TRECHO DO DOCUMENTO:
BLOG ORLANDO TAMBOSI
Testemunhas e policiais contam uma versão bem menos dramática, indicando que o príncipe e a mulher querem faturar na posição de vítimas. Vilma Gryzinski:
Quem conhece Manhattan nem que seja de passagem, logo detectou os pontos fracos da história contada por Harry e Meghan
a respeito de “uma perseguição quase catastrófica” de duas horas de
duração pelas ruas da ilha mais movimentada do mundo, feita por “um
bando de paparazzi altamente agressivos” que quase resultou em
“múltiplas colisões”.
O que é indubitável: os fotógrafos de celebridades nos Estados Unidos são “altamente agressivos”.
Mas
rodar em situações de perigo durante duas horas numa ilha de 60
quilômetros quadrados, com um sinal a cada esquina e um trânsito de
matar, mesmo já mais tarde da noite, só se fosse em Velozes e Furiosos.

DADOS FORNECIDOS:
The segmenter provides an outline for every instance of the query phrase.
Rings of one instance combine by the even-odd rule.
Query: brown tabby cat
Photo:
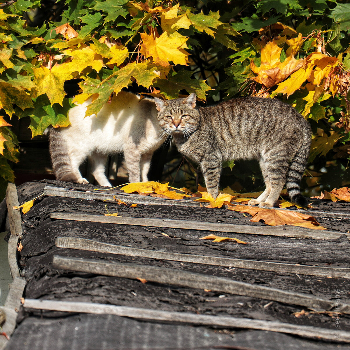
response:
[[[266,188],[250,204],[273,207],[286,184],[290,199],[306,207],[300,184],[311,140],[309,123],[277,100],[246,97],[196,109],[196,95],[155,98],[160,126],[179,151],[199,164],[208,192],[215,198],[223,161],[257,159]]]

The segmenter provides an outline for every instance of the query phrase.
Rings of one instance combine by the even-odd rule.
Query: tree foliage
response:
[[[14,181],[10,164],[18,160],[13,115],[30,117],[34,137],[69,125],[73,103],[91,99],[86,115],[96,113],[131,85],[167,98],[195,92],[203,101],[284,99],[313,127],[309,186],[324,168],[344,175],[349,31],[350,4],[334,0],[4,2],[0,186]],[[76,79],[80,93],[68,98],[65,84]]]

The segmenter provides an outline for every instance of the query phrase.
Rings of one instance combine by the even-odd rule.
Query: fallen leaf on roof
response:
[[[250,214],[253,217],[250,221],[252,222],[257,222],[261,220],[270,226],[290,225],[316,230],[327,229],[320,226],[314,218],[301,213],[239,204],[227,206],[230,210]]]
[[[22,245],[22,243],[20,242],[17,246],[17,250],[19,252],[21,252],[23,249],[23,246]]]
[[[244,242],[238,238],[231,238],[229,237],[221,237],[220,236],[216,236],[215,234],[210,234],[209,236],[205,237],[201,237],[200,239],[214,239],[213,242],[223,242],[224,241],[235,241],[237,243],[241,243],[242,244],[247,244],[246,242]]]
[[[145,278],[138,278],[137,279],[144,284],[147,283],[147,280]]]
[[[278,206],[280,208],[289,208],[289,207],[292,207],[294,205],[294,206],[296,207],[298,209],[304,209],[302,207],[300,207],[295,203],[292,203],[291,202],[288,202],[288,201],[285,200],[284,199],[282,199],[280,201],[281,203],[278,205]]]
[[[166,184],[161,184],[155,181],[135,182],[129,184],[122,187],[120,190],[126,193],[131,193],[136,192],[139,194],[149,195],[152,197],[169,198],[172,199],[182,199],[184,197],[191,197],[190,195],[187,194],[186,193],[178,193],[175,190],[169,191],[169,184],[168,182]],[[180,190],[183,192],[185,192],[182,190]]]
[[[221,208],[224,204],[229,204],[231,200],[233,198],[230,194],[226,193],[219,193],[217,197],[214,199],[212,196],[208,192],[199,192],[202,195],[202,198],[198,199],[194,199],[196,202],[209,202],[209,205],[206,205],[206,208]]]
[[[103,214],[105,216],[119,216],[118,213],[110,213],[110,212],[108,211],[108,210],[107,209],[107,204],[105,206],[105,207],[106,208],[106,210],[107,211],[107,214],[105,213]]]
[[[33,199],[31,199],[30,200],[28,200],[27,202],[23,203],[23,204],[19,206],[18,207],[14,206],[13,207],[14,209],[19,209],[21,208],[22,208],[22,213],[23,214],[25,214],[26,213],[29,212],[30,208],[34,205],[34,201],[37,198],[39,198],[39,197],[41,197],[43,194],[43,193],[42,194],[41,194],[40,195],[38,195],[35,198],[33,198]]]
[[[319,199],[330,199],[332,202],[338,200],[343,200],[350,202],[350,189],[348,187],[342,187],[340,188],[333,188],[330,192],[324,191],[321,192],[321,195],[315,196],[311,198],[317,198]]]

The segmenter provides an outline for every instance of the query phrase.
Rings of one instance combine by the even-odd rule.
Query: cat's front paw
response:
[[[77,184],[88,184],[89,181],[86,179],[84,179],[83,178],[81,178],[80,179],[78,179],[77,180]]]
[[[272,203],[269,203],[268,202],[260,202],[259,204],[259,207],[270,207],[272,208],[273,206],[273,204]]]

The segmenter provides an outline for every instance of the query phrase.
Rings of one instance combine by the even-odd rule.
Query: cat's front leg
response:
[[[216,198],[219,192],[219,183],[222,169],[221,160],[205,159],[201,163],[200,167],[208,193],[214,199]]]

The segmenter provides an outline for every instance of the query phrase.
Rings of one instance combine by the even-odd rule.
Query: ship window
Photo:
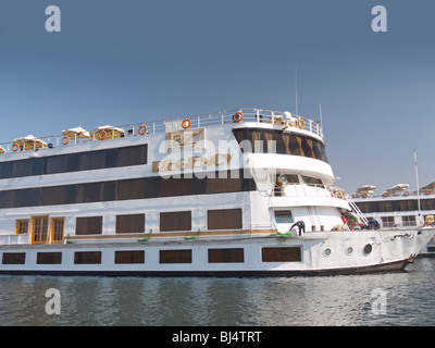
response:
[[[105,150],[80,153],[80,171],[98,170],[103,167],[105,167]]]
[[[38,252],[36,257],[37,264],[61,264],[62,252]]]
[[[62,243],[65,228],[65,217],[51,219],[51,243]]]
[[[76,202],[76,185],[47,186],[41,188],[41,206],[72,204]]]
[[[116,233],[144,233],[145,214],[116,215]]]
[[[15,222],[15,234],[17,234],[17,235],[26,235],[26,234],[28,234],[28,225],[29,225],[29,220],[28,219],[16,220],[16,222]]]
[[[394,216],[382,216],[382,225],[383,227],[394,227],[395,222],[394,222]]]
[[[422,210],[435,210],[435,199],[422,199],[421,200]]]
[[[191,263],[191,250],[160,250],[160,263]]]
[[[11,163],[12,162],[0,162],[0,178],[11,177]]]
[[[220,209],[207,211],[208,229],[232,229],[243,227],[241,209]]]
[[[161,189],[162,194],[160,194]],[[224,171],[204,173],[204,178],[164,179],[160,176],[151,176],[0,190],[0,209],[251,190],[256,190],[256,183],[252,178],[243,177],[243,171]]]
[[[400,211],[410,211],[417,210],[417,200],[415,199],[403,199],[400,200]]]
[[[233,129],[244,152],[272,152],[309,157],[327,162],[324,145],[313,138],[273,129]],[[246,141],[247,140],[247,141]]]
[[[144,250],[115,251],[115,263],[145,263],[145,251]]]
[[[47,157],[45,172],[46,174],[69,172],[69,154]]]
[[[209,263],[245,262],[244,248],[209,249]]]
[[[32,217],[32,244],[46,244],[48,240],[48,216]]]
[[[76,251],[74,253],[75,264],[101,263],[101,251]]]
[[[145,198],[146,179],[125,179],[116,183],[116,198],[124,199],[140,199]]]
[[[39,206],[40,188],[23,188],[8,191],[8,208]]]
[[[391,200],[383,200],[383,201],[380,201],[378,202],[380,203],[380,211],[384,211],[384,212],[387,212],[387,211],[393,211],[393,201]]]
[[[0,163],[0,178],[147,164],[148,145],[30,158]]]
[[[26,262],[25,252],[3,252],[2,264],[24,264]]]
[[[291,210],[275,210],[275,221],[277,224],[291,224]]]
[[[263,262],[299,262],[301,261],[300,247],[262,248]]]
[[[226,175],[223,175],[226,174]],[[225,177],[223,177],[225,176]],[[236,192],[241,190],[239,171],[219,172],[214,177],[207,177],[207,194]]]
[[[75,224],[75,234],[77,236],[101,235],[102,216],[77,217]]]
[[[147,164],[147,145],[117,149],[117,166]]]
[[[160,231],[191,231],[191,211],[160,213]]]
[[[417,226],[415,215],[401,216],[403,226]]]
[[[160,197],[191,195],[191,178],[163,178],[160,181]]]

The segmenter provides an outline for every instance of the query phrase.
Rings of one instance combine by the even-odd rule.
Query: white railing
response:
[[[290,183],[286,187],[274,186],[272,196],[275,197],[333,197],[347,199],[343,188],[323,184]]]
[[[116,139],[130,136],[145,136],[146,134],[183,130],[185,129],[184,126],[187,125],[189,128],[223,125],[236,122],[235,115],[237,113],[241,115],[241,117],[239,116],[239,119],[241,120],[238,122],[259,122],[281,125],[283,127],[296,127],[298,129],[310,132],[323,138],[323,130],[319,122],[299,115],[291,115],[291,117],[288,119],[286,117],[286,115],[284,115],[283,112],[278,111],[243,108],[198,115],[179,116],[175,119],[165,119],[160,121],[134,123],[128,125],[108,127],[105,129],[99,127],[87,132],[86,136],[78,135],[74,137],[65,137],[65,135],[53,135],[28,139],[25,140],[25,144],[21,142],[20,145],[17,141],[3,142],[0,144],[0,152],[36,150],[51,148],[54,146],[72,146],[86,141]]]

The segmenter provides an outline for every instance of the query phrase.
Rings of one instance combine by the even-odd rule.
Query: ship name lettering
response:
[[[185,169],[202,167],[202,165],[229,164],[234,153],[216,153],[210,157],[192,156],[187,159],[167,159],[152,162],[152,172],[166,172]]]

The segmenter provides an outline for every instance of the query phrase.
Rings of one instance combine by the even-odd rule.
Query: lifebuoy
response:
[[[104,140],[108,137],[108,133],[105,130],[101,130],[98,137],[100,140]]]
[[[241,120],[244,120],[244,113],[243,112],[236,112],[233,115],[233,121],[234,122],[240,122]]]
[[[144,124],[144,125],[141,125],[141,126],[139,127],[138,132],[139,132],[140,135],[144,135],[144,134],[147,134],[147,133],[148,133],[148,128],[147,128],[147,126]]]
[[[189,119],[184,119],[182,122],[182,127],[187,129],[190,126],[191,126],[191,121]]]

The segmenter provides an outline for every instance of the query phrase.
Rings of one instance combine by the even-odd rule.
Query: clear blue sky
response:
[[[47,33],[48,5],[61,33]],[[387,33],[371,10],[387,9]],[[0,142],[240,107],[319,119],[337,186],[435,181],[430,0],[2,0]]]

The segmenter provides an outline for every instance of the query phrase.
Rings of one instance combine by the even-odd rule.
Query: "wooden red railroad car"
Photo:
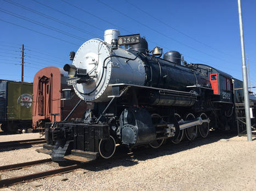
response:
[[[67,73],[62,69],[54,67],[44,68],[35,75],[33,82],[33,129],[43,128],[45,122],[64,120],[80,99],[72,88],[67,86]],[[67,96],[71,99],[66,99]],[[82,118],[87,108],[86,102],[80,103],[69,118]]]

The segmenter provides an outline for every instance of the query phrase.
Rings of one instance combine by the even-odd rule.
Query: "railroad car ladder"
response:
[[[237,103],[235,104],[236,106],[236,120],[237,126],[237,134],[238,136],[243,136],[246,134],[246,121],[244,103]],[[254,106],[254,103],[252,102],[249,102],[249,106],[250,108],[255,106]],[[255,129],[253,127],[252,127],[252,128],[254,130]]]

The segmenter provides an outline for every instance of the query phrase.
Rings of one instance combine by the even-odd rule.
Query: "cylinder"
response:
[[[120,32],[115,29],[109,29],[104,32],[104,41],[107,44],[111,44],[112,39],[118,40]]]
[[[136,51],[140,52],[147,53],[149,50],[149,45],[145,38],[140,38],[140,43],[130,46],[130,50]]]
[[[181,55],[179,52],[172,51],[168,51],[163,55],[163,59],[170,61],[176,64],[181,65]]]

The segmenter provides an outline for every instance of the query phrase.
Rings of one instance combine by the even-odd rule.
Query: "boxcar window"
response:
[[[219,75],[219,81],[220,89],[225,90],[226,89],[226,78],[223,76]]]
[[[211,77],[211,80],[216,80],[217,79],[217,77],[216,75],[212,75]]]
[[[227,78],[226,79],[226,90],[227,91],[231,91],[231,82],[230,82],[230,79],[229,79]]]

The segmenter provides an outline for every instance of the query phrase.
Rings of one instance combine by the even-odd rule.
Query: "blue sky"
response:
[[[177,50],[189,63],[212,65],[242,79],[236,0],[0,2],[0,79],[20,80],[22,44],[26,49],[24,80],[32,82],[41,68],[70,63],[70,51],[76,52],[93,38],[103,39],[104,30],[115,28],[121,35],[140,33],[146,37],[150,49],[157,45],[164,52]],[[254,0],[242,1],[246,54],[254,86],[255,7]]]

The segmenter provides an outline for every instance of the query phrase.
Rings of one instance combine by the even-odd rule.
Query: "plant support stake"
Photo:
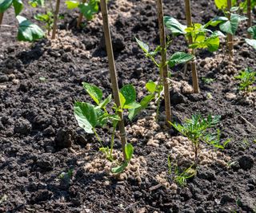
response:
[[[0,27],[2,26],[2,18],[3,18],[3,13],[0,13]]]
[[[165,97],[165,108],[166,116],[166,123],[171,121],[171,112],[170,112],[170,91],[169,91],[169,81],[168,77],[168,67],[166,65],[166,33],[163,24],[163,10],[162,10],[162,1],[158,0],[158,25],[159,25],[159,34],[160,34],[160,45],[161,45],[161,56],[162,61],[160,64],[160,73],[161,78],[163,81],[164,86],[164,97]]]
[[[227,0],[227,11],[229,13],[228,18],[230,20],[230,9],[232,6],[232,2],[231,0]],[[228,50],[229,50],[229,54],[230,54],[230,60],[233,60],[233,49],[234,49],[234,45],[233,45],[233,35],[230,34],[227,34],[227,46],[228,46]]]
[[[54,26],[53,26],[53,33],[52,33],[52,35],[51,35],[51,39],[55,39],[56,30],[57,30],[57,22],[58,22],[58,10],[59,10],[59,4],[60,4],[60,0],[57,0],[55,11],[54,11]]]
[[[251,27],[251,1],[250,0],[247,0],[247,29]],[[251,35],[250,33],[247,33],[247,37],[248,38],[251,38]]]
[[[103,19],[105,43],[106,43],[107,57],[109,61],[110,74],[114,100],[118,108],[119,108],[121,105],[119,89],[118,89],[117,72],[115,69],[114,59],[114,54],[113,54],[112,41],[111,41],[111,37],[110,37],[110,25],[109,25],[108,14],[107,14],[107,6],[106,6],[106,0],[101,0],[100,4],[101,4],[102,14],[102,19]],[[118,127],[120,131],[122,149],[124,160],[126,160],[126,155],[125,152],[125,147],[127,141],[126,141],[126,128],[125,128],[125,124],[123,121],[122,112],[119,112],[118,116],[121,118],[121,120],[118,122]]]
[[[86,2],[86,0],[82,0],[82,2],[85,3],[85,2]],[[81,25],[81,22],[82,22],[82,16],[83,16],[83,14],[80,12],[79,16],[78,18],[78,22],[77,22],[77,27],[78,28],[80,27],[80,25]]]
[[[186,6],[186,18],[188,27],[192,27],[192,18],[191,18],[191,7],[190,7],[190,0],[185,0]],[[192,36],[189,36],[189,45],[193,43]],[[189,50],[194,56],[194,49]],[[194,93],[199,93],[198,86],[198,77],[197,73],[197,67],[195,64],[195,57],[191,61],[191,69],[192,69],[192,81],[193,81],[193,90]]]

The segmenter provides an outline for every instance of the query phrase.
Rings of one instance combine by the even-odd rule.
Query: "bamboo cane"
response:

REQUISITOS DAS TAREFAS:
(a) Reproduza o trecho do texto sobre Harry e Meghan que vai de "O que é indubitável: os" até "Velozes e Furiosos.".
(b) De acordo com o texto sobre Harry e Meghan, quanto tempo teria durado a perseguição pelas ruas de Manhattan?
(c) Retome o texto sobre Harry e Meghan a partir do ponto em que ele termina.
Os registros foram tirados de outra fonte.

RESPOSTAS EM ORDEM:
(a)
O que é indubitável: os fotógrafos de celebridades nos Estados Unidos são “altamente agressivos”.
Mas
rodar em situações de perigo durante duas horas numa ilha de 60
quilômetros quadrados, com um sinal a cada esquina e um trânsito de
matar, mesmo já mais tarde da noite, só se fosse em Velozes e Furiosos.

(b) Duas horas.

(c)
Mesmo
que o roteiro tenha incluído uma parada numa delegacia para tentar
despistar os paparazzi. Diz o motorista do táxi que o casal, mais a mãe
dela, Doria Ragland, tomaram a certa altura: “Acho que foi tudo
exagerado, não tentem ver muita coisa nisso”.
Detalhe
importante da vida real: o táxi dirigido por Sukhcharn Singh logo
parou, bloqueado por um caminhão de lixo. Os paparazzi cercaram o carro e
os passageiros voltaram para a SUV alugada, acompanhada por outros
carros com seguranças e policiais locais. Tudo terminou sem maiores
problemas, depois que a polícia parou o trânsito para deixar o casal
seguir caminho. “Não houve colisões, intimações, danos corporais ou
detenções”, informou um representante da polícia nova-iorquina.
“Acho
difícil acreditar que tenha havido uma perseguição a alta velocidade de
duas horas, mas uma de dez minutos já é extremamente perigosa”, aliviou
o prefeito Eric Adams.
E por que a perseguição aconteceu?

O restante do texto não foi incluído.